Copy the line with "task: draw the outline of every instance of the red foot" and all lines following it through the last line of the entries, exactly as written.

"""

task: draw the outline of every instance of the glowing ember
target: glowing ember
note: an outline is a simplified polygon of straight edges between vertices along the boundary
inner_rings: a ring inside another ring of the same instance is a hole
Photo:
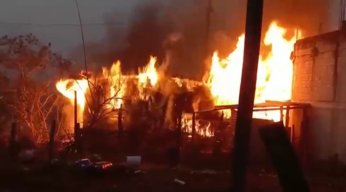
[[[187,115],[183,115],[182,121],[182,129],[184,132],[191,134],[192,133],[192,120],[187,119]],[[210,129],[210,122],[202,123],[200,121],[196,121],[196,133],[205,137],[210,137],[214,136],[214,133]]]
[[[264,58],[260,56],[256,85],[255,103],[266,100],[285,101],[291,99],[293,65],[290,59],[296,37],[287,40],[287,30],[272,22],[266,34],[264,44],[271,46],[271,51]],[[220,59],[214,53],[207,83],[215,105],[238,104],[241,79],[245,36],[238,38],[235,50],[227,58]],[[225,111],[229,117],[229,110]],[[279,111],[256,112],[254,117],[280,120]]]
[[[68,98],[71,103],[74,104],[75,91],[77,92],[77,121],[83,126],[83,114],[85,106],[85,94],[88,90],[88,81],[85,80],[60,80],[56,85],[56,89],[63,95]]]

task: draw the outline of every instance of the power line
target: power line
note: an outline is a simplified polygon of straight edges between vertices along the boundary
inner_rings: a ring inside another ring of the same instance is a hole
[[[116,22],[103,22],[103,23],[91,23],[83,24],[83,26],[98,26],[98,25],[124,25],[124,23],[116,23]],[[0,21],[0,24],[9,25],[18,25],[18,26],[32,26],[38,27],[50,27],[50,26],[80,26],[79,24],[74,23],[54,23],[54,24],[40,24],[40,23],[12,23]]]

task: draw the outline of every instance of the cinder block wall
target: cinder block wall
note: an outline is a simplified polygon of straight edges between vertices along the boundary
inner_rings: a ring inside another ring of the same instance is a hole
[[[299,40],[293,55],[293,100],[312,106],[309,152],[317,159],[338,153],[346,163],[346,31]],[[294,124],[301,116],[294,112]]]

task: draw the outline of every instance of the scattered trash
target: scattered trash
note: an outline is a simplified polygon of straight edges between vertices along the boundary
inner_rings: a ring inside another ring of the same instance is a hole
[[[30,171],[30,169],[29,169],[28,168],[27,168],[26,167],[23,167],[22,168],[22,169],[23,169],[23,171],[26,171],[26,172]]]
[[[113,164],[108,162],[97,162],[93,164],[93,168],[99,170],[105,170],[113,166]]]
[[[192,171],[191,172],[192,174],[208,174],[208,175],[215,175],[217,174],[217,172],[216,172],[215,171],[213,170],[210,170],[208,169],[206,169],[203,171]]]
[[[145,171],[143,171],[142,170],[137,170],[137,171],[135,171],[135,174],[139,174],[139,173],[146,173],[146,172],[145,172]]]
[[[91,161],[88,158],[83,158],[75,162],[75,165],[80,168],[85,168],[91,165]]]
[[[29,162],[34,160],[36,151],[34,149],[22,151],[18,154],[19,159],[23,162]]]
[[[141,165],[141,158],[140,156],[128,156],[126,164],[131,167],[138,167]]]
[[[52,161],[50,162],[50,164],[52,165],[58,165],[59,163],[60,160],[59,160],[57,158],[54,158],[54,159],[52,159]]]
[[[102,160],[101,156],[98,154],[93,154],[91,156],[92,158],[94,158],[98,161],[101,161]]]
[[[179,180],[179,179],[174,179],[174,182],[175,182],[177,183],[179,183],[179,184],[181,184],[181,185],[183,185],[185,183],[185,182],[184,182],[184,181],[183,181],[181,180]]]

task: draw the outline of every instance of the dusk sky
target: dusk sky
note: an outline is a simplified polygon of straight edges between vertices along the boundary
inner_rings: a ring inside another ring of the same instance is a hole
[[[114,24],[124,27],[128,23],[133,7],[144,1],[79,0],[82,22],[86,24],[84,26],[86,41],[101,40],[105,33],[105,26],[88,24],[103,23],[105,14],[113,12],[112,15],[119,16],[118,18],[114,19],[118,21]],[[330,2],[334,4],[331,14],[335,15],[333,17],[337,18],[338,11],[335,10],[339,9],[338,1]],[[32,33],[43,42],[51,42],[53,50],[64,55],[68,55],[71,49],[81,43],[80,30],[78,25],[45,25],[79,24],[75,1],[0,0],[0,5],[1,36]],[[335,21],[337,24],[337,20]],[[33,25],[28,24],[30,23]]]
[[[104,22],[110,12],[123,19],[125,26],[133,6],[141,0],[82,0],[78,2],[83,23]],[[19,35],[32,33],[44,42],[50,42],[54,51],[63,54],[81,43],[79,26],[46,26],[51,24],[79,24],[75,1],[0,0],[0,35]],[[11,24],[12,23],[12,24]],[[33,25],[22,24],[32,23]],[[36,24],[43,24],[38,26]],[[105,26],[84,26],[86,41],[98,41],[104,36]]]

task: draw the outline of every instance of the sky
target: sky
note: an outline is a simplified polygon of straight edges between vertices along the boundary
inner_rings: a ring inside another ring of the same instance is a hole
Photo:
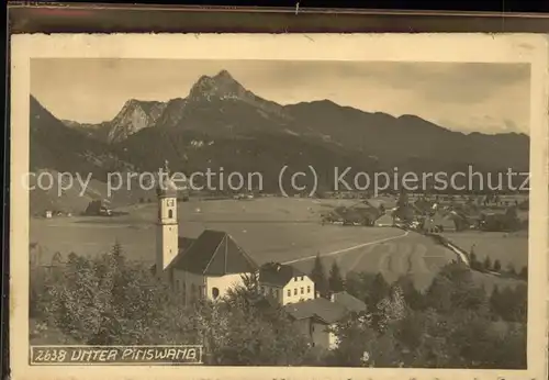
[[[222,69],[281,104],[328,99],[466,133],[529,134],[530,69],[522,64],[41,58],[31,63],[31,93],[58,119],[100,123],[130,99],[184,98]]]

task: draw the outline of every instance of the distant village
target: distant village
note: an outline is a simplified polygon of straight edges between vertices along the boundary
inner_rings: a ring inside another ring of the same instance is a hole
[[[477,230],[527,230],[528,199],[498,195],[384,194],[337,206],[322,215],[322,223],[399,226],[425,233]]]

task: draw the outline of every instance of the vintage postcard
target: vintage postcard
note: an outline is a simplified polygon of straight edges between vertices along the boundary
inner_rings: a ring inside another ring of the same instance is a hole
[[[544,35],[15,35],[19,379],[547,379]]]

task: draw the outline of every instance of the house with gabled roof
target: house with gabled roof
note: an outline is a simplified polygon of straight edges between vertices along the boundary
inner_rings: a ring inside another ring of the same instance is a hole
[[[284,306],[290,318],[313,346],[327,349],[337,347],[332,328],[349,315],[366,312],[366,304],[347,292],[332,294],[329,300],[316,298]]]
[[[257,265],[225,232],[205,230],[197,238],[179,236],[177,188],[169,178],[159,182],[157,253],[153,270],[186,303],[216,300],[255,275]]]
[[[281,305],[313,300],[313,280],[291,265],[267,262],[259,268],[259,290]]]

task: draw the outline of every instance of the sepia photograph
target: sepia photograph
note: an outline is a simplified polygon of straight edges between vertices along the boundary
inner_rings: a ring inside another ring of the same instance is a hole
[[[545,40],[180,37],[21,44],[25,366],[546,370]]]

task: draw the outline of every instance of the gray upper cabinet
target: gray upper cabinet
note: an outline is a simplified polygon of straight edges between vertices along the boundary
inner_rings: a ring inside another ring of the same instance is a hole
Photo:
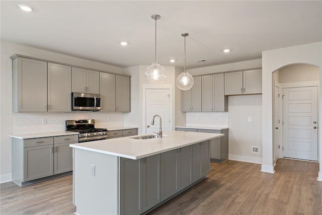
[[[130,77],[100,73],[101,112],[130,112]]]
[[[202,112],[228,111],[228,98],[224,95],[224,74],[202,77]]]
[[[115,76],[115,111],[130,112],[130,77]]]
[[[262,93],[262,69],[243,71],[243,83],[244,94]]]
[[[101,111],[115,111],[115,75],[100,73]]]
[[[13,59],[13,111],[47,112],[47,62]]]
[[[100,72],[72,67],[71,92],[100,94]]]
[[[262,93],[262,69],[225,74],[225,95]]]
[[[48,63],[48,111],[71,111],[71,67]]]
[[[182,91],[182,112],[201,112],[201,77],[193,79],[192,88]]]

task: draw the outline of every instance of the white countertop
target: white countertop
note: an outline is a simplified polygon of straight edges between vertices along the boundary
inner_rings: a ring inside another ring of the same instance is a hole
[[[224,130],[229,129],[228,127],[221,127],[221,126],[190,126],[186,125],[185,126],[176,126],[176,128],[195,128],[195,129],[206,129],[209,130]]]
[[[71,144],[70,147],[137,160],[224,135],[220,133],[171,131],[163,138],[147,139],[129,137]],[[144,136],[144,135],[132,136]]]
[[[71,131],[53,131],[43,133],[25,133],[22,134],[12,134],[9,136],[18,139],[31,139],[32,138],[47,137],[48,136],[65,136],[67,135],[78,134],[78,132]]]
[[[118,130],[126,130],[128,129],[137,129],[138,127],[131,126],[122,126],[122,127],[109,127],[106,128],[108,131]]]

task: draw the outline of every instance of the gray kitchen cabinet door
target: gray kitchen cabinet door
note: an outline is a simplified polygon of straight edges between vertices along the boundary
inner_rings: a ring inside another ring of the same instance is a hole
[[[24,152],[24,181],[54,174],[53,145],[27,147]]]
[[[100,72],[86,69],[87,93],[100,94]]]
[[[212,75],[212,111],[228,111],[228,97],[225,96],[224,74]]]
[[[48,112],[71,111],[71,67],[48,63]]]
[[[201,77],[193,79],[192,88],[182,91],[182,112],[201,112]]]
[[[201,178],[201,146],[202,142],[192,145],[192,182]]]
[[[47,112],[47,62],[13,60],[13,110]]]
[[[192,88],[188,90],[182,90],[182,112],[191,111],[191,103],[192,103],[192,97],[191,96]]]
[[[160,157],[157,154],[141,159],[143,212],[161,202]]]
[[[191,112],[201,112],[201,77],[194,77],[191,92]]]
[[[71,92],[87,93],[86,69],[71,67]]]
[[[202,142],[201,145],[201,177],[205,176],[210,171],[210,152],[209,151],[209,140]]]
[[[262,93],[262,69],[248,70],[243,73],[244,94]]]
[[[213,90],[212,90],[212,76],[202,76],[201,97],[202,105],[202,112],[212,112],[212,98],[213,98]]]
[[[71,143],[73,142],[54,144],[54,174],[72,170],[72,148],[69,147]]]
[[[161,200],[163,201],[177,192],[177,154],[174,150],[161,154]]]
[[[115,111],[115,75],[100,73],[101,112]]]
[[[225,73],[225,95],[243,94],[243,71]]]
[[[179,149],[177,155],[177,189],[181,190],[192,183],[191,146]]]
[[[142,203],[141,160],[120,158],[119,214],[140,214]]]
[[[115,111],[130,112],[130,77],[115,76]]]
[[[220,144],[220,138],[216,138],[210,140],[211,158],[217,160],[221,159]]]

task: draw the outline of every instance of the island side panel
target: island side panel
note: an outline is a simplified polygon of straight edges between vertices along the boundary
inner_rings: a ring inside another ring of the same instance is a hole
[[[74,148],[73,150],[76,212],[118,214],[118,157]]]

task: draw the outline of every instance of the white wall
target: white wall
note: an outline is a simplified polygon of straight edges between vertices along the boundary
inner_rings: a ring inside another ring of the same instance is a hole
[[[189,69],[193,76],[262,67],[258,59]],[[248,122],[248,117],[253,120]],[[229,127],[229,155],[230,160],[262,162],[262,95],[229,96],[228,112],[187,113],[186,125]],[[259,154],[251,152],[252,146],[259,147]]]
[[[319,78],[318,67],[304,63],[289,65],[279,69],[280,83],[309,82]]]
[[[307,63],[319,67],[320,76],[322,73],[322,42],[292,46],[285,48],[265,51],[262,52],[263,80],[263,164],[262,171],[274,172],[273,152],[273,116],[272,73],[285,65],[294,63]],[[320,79],[320,86],[322,83]],[[320,91],[321,91],[320,88]],[[319,92],[319,95],[321,94]],[[319,105],[319,119],[322,121],[321,104]],[[319,135],[322,136],[322,131]],[[322,147],[319,141],[319,158]],[[318,180],[322,180],[322,159],[319,161]]]
[[[91,112],[13,113],[12,61],[10,57],[15,54],[120,74],[123,74],[123,68],[4,41],[1,41],[1,48],[0,182],[11,180],[11,139],[9,136],[10,134],[64,130],[65,120],[78,117],[94,118],[97,127],[123,125],[123,113]],[[47,119],[47,125],[42,125],[42,118]]]

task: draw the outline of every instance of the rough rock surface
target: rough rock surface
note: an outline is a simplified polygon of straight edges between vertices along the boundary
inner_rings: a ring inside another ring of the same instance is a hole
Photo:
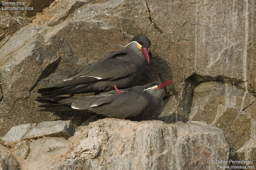
[[[0,144],[0,169],[20,169],[20,166],[12,152]]]
[[[47,136],[70,137],[74,136],[74,133],[75,128],[71,121],[44,122],[38,124],[28,123],[12,127],[1,139],[13,143]]]
[[[234,164],[236,165],[254,166],[256,167],[256,140],[254,139],[246,142],[237,151],[233,151],[229,158],[233,160],[252,160],[252,163],[249,164]]]
[[[98,119],[77,111],[39,111],[32,92],[142,33],[152,45],[138,85],[173,80],[163,106],[145,120],[212,123],[236,152],[256,138],[255,1],[24,2],[35,10],[0,11],[0,136],[22,124],[72,120],[76,127]]]
[[[228,157],[222,131],[193,121],[106,118],[79,127],[67,140],[32,140],[29,149],[22,169],[213,169],[219,165],[212,160]]]

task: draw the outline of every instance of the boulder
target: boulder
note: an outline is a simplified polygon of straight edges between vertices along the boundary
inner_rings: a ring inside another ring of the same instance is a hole
[[[71,121],[44,122],[38,124],[28,123],[12,127],[1,139],[8,143],[15,143],[47,136],[69,137],[74,136],[74,133]]]
[[[194,90],[189,119],[210,124],[216,117],[219,105],[235,107],[241,111],[255,100],[256,97],[236,86],[219,82],[201,83]],[[256,115],[256,110],[252,111],[252,115]]]
[[[29,148],[22,169],[214,169],[211,160],[229,153],[223,131],[204,123],[112,118],[79,127],[67,140],[32,140]]]

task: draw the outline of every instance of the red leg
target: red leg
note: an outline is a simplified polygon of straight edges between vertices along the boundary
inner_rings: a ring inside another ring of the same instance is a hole
[[[116,92],[117,92],[117,93],[126,93],[126,92],[128,92],[129,91],[125,91],[125,92],[120,92],[119,91],[119,90],[117,88],[117,87],[116,87],[116,85],[115,85],[114,86],[114,88],[115,89],[116,89]]]

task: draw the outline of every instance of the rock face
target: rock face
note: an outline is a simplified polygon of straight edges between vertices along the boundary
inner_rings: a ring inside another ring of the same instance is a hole
[[[28,124],[23,125],[27,132],[33,123],[44,121],[72,120],[77,127],[85,120],[83,124],[97,119],[82,112],[39,111],[39,103],[34,100],[38,95],[32,92],[60,82],[143,34],[151,41],[151,56],[138,85],[173,80],[166,88],[163,106],[145,120],[205,122],[223,131],[230,157],[253,158],[255,1],[24,2],[34,10],[0,10],[0,136],[23,124]],[[24,133],[17,136],[16,142]],[[14,141],[12,136],[6,137]],[[84,144],[93,144],[88,142]],[[27,148],[27,144],[20,144],[19,148]],[[97,148],[83,153],[97,153]],[[53,149],[58,150],[49,152]],[[28,157],[27,151],[15,153],[19,160]],[[167,162],[174,162],[164,158]],[[62,166],[72,169],[89,165],[68,161]],[[183,167],[175,163],[177,168]]]
[[[1,139],[12,143],[47,136],[70,137],[74,136],[74,133],[75,128],[71,121],[44,122],[38,124],[28,123],[12,127]]]
[[[24,155],[27,141],[12,150]],[[79,127],[67,140],[48,137],[28,143],[29,154],[20,159],[22,169],[213,169],[220,165],[211,161],[227,160],[229,153],[222,130],[193,121],[106,118]]]
[[[0,169],[20,169],[20,163],[12,152],[0,144]]]

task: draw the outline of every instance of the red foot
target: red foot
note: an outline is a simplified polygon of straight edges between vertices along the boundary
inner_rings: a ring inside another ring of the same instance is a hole
[[[125,91],[124,92],[120,92],[117,88],[117,87],[116,87],[116,85],[115,85],[114,86],[114,88],[115,88],[115,89],[116,90],[116,92],[117,92],[117,93],[126,93],[126,92],[129,92],[129,91]]]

"""

→ FINAL ANSWER
task: draw the outline of every instance of the red foot
target: red foot
note: an outline is a simplified polygon of straight edges between vertices along the boundary
inner_rings: a ring inside another ring of the same instance is a hole
[[[125,91],[124,92],[120,92],[117,88],[117,87],[116,87],[116,85],[115,85],[114,86],[114,88],[115,88],[115,89],[116,90],[116,92],[117,92],[117,93],[126,93],[126,92],[129,92],[129,91]]]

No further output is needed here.